Start Extracted entries

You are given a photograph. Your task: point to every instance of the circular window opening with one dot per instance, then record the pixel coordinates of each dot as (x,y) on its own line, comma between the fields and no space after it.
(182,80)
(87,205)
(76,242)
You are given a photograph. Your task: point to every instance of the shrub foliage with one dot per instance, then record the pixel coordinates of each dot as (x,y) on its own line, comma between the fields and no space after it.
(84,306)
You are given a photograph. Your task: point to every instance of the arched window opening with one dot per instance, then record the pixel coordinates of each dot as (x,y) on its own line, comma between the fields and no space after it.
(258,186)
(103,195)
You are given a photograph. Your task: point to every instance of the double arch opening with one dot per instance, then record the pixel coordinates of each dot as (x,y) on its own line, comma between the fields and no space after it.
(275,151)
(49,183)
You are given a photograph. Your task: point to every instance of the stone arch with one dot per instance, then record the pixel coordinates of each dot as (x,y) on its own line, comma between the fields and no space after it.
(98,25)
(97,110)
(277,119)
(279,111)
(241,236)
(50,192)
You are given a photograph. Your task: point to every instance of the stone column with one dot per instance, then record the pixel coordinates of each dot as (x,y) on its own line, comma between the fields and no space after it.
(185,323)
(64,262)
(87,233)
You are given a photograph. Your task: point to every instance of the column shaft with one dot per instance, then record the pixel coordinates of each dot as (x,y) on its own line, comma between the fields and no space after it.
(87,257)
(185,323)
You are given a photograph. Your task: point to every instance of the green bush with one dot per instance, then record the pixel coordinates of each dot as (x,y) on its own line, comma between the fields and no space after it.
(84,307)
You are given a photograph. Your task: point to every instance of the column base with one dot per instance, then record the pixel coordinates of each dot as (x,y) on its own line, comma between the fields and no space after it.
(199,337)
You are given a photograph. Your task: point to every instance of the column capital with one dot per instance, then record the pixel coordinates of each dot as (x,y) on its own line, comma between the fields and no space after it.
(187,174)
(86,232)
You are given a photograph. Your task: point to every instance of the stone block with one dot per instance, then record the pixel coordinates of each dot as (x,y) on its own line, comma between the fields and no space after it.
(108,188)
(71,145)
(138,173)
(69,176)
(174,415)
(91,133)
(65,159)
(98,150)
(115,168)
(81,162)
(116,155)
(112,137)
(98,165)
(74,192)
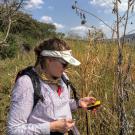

End Extracted entries

--- Task details ---
Report each line of the items above that contains the word "stone". Matches must be case-sensitive.

--- Response below ---
You are given a photograph. Your task: point to every instance of the stone arch with one dot per instance, then record the pixel coordinates of each dot as (x,y) on its own line, comma between the fields and no space after it.
You are given a photograph. Your task: point to every instance of the stone column with one dot per instance, then record the pixel coordinates of each dot as (x,y) on its own line, comma between the fields and no space after it.
You are given a photograph. Your task: point to every instance of the stone block with one dot per instance, then record the pixel coordinates of each dot as (x,y) on its own line, comma between the fields and no space after it.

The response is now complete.